··· Source document

The Chopper

A chopper is a motorcycle but not the traditional type. Choppers are motorcycles that have been radically modified by the owner or even the manufacturer. Choppers are motorcycles that have a few less features than a regular motorcycle. The chopper came into existence following World War II when soldiers came back to the United States and began modifying their motorcycles. The soldiers removed any part of their motorcycle that was unnecessary, too big, too ugly and too heavy. The parts that were removed were the fenders, the front brakes and turn indicators. Most motorcycles also have a spring saddle, but not choppers. Choppers have the spring saddle removed from the frame so that the driver can sit as low to the ground as possible. Most choppers are made with a v-twin engine.

······

Exercise requirements.
1. Gather every line of the records below that contains the word "glove", matching case exactly.
2. Write what comes next in the passage on choppers above, picking up after its final sentence.

··· Material provided

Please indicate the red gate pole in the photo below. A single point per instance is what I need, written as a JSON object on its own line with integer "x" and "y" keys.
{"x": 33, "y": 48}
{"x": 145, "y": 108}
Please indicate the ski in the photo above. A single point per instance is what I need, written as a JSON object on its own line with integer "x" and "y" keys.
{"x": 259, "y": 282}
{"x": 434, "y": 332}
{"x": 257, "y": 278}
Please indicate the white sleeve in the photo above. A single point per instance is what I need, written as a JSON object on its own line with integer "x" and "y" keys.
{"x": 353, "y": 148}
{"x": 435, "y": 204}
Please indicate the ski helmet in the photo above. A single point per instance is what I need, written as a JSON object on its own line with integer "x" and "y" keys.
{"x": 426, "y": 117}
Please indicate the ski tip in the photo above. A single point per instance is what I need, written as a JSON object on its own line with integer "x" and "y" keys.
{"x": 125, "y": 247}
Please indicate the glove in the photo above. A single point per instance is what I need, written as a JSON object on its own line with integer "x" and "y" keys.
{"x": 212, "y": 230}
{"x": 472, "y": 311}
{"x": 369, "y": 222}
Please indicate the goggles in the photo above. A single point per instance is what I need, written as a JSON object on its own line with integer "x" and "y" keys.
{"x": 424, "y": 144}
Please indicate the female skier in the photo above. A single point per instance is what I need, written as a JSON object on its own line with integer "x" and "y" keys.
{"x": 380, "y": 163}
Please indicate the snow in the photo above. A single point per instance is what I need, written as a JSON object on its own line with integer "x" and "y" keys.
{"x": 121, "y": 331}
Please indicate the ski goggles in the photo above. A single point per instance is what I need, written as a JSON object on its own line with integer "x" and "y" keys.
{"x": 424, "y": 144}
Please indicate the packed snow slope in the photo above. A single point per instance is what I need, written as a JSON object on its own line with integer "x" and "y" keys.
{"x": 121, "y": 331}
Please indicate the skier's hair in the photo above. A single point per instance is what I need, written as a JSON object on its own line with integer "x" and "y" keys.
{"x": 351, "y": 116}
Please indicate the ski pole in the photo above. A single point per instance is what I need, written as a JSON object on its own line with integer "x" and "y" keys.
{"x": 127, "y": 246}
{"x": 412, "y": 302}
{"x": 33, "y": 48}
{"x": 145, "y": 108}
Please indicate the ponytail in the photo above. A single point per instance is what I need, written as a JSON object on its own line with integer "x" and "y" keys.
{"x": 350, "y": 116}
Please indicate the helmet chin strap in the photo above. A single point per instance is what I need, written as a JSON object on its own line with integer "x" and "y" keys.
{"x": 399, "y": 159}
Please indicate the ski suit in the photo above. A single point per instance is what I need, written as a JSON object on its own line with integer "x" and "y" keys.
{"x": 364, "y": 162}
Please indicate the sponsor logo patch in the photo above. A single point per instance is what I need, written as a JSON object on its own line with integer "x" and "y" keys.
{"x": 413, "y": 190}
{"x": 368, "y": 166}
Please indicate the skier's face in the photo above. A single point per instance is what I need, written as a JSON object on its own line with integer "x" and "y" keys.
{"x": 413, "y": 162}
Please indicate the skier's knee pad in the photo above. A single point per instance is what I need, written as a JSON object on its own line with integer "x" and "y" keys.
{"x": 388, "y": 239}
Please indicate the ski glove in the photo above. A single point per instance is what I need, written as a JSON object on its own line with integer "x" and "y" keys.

······

Responses by task.
1.
Please indicate the glove in the photo above. A single point per instance is what I need, written as a JSON object on its own line with integer "x" and "y" keys.
Please indicate the ski glove in the photo above. A single point per instance is what I need, written as a JSON object on its own line with integer "x" and "y" keys.

2.
The main reason for redesigning and editing a motorcycle into the form of a chopper was to prepare the bike for dirt track racing and even mud racing. Removing all of the heavy, unwanted and unnecessary parts made the bike lighter and easier to handle in a high speed race. The large front tire is replaced with a smaller one and so is the headlight and the fuel tank. Most motorcycles have a large fuel tank but choppers have a smaller fuel tank to lighten the load of the bike. As required by law, almost all choppers across the country have to have protective bars for the driver installed. Those bars, which are on the back of the bike and stick straight up in the air, are often referred to as ‘sissy bars.’ More often than not the ‘sissy bars’ can be seen over the driver’s head when looking at a chopper from the front of the bike.

The reason for returning soldiers from World War II to work on their motorcycles was that the majority of them had been trained by the United States to work on automobiles and heavy machinery while in the armed forces. They were trained to repair these vehicles while on the battlefield and while at the camp in case of breakdown or other technical problems. Almost all of these soldiers weren’t even mechanics before joining the service.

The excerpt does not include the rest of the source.